** Task to carry out **
Respond with the count alone after checking every line in the material below for "flag".

** Records for this task **
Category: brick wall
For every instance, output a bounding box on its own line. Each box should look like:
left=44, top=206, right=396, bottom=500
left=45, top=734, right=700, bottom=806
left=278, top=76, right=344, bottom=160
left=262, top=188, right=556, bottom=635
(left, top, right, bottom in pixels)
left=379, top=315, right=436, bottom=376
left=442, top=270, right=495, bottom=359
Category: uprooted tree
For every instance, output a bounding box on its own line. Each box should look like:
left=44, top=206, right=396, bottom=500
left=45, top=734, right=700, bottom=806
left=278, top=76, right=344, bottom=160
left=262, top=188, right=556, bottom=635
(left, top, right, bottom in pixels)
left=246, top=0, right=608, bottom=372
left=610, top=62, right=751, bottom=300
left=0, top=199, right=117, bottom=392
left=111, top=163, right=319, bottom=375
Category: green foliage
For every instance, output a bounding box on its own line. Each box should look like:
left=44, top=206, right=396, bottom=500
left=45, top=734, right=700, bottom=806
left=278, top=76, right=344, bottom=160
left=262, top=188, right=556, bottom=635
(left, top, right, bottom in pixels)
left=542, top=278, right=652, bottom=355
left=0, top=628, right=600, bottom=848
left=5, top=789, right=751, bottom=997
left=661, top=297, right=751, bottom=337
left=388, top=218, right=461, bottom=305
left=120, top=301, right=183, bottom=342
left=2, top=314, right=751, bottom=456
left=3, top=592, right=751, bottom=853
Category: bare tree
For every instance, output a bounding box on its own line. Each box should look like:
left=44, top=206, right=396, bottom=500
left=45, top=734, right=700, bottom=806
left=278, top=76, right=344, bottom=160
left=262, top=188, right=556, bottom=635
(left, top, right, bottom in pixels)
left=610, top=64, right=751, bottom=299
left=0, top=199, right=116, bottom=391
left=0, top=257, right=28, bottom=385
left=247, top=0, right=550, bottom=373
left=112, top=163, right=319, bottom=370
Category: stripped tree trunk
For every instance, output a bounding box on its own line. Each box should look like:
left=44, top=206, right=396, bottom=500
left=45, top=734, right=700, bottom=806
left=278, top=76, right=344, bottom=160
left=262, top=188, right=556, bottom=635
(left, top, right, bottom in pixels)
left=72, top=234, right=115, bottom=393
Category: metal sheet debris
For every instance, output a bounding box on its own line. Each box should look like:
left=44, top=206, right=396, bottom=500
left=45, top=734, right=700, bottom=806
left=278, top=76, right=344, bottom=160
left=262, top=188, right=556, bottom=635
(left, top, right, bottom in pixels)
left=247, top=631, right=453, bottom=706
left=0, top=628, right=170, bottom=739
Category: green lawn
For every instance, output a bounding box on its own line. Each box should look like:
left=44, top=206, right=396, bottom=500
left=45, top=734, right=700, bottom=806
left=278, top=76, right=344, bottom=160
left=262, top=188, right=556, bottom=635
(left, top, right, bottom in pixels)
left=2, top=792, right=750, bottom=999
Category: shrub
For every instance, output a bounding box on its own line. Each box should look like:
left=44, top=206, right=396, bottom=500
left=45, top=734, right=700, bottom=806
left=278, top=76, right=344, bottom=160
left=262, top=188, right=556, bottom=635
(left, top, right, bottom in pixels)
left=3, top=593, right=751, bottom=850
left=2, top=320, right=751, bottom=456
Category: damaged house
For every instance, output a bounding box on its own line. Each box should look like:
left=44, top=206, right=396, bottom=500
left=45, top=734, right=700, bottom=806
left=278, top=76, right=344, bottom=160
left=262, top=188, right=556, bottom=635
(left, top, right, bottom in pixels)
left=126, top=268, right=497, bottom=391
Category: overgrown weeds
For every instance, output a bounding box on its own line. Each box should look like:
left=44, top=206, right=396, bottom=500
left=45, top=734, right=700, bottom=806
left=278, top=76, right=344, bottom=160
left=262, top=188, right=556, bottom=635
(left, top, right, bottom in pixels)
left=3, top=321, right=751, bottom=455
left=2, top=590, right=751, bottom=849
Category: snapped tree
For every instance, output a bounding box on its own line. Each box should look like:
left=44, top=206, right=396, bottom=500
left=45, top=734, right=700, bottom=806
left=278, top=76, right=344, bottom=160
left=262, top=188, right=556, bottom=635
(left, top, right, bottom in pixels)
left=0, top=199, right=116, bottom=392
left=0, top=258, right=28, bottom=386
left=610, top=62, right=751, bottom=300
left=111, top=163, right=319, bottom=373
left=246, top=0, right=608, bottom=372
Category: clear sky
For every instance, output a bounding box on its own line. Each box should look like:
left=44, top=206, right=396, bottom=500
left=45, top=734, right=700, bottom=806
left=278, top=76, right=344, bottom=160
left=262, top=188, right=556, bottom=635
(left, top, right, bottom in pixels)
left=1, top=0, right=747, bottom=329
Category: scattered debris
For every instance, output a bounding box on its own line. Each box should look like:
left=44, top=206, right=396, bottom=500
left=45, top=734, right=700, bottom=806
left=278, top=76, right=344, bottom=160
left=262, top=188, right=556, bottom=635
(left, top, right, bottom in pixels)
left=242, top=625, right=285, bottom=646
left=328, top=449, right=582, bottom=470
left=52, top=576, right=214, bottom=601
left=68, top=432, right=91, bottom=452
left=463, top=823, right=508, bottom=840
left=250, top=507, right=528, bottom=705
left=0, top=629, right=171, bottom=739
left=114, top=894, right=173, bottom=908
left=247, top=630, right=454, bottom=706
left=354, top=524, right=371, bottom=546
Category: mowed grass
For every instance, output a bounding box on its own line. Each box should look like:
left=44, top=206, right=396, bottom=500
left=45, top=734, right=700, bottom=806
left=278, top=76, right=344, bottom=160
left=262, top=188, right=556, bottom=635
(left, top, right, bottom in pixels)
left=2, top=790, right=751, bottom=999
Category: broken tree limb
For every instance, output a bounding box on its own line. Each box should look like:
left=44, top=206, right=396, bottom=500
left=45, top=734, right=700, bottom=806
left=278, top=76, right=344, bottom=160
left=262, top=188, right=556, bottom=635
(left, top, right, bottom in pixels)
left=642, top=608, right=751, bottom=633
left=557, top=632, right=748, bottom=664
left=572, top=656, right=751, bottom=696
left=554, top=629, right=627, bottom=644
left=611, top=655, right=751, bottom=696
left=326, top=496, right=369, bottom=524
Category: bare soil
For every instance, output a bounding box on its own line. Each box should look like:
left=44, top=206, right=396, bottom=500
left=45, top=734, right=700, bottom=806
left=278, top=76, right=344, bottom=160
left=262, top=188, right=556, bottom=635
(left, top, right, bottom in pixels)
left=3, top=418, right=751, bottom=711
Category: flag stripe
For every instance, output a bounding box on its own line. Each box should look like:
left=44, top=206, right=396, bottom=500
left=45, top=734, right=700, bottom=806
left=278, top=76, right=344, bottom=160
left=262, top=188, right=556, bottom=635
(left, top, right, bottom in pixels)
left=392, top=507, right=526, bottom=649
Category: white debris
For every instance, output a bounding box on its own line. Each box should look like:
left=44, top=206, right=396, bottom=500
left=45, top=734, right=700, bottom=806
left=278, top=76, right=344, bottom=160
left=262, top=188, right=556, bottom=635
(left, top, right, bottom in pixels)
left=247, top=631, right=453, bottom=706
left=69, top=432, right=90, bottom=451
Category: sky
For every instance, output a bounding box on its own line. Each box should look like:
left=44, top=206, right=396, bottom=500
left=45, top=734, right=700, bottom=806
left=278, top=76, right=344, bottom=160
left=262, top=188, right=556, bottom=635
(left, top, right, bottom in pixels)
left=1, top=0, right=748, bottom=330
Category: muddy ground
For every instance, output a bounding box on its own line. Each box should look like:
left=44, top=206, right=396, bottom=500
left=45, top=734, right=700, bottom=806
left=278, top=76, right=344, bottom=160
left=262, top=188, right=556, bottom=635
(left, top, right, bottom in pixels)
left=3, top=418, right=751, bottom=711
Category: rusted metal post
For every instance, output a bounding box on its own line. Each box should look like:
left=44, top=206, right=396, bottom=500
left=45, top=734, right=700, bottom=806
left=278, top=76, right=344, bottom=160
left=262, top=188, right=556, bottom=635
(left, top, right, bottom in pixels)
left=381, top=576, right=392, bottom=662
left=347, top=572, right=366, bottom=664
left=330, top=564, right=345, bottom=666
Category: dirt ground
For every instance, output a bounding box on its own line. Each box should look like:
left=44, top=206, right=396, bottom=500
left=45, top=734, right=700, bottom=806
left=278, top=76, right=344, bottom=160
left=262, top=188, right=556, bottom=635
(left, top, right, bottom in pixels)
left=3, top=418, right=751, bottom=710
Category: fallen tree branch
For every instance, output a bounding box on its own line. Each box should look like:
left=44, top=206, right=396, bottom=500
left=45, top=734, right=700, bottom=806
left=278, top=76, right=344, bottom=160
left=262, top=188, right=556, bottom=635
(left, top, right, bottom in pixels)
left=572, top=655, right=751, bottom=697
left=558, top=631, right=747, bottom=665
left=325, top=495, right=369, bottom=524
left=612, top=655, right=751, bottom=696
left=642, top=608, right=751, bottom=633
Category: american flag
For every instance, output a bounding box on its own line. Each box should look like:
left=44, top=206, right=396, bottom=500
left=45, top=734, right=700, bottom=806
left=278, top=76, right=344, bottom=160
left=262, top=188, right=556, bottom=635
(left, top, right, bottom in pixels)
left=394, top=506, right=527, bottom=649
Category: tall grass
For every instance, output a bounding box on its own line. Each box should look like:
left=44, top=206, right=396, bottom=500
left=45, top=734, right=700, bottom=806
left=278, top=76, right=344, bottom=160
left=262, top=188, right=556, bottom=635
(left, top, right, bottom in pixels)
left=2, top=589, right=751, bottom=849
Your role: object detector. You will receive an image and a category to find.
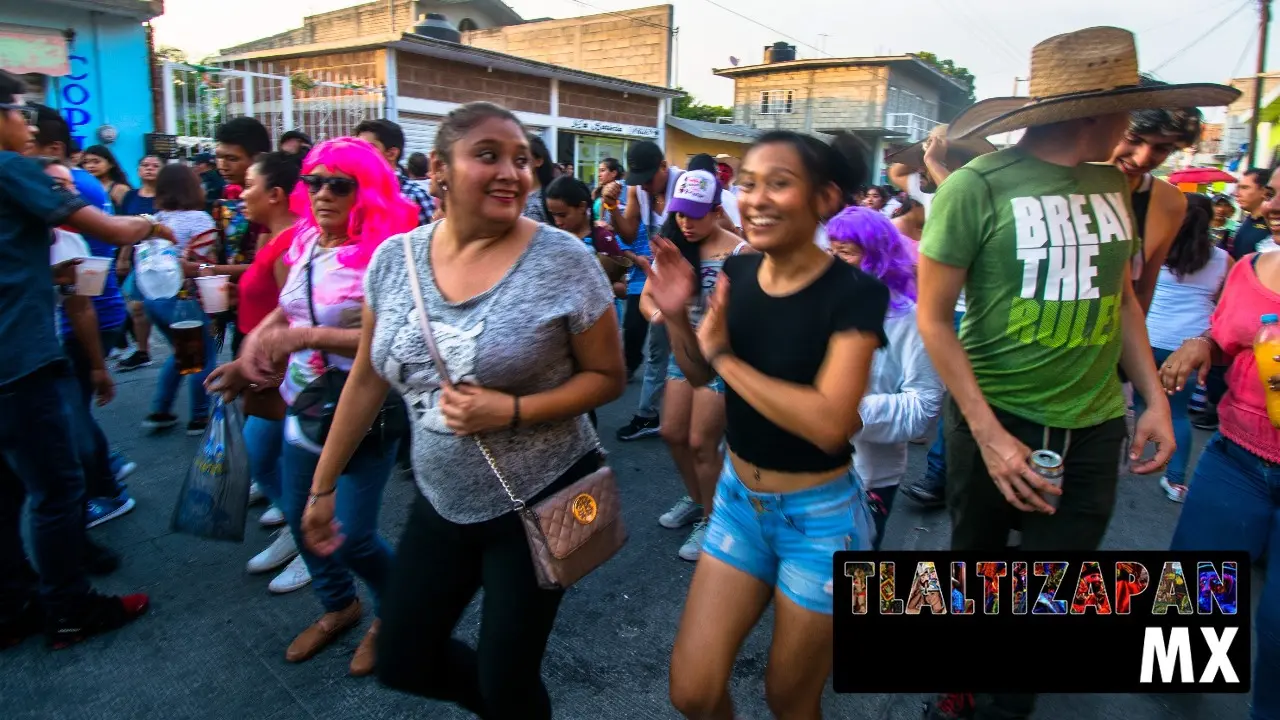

** Response to the task **
2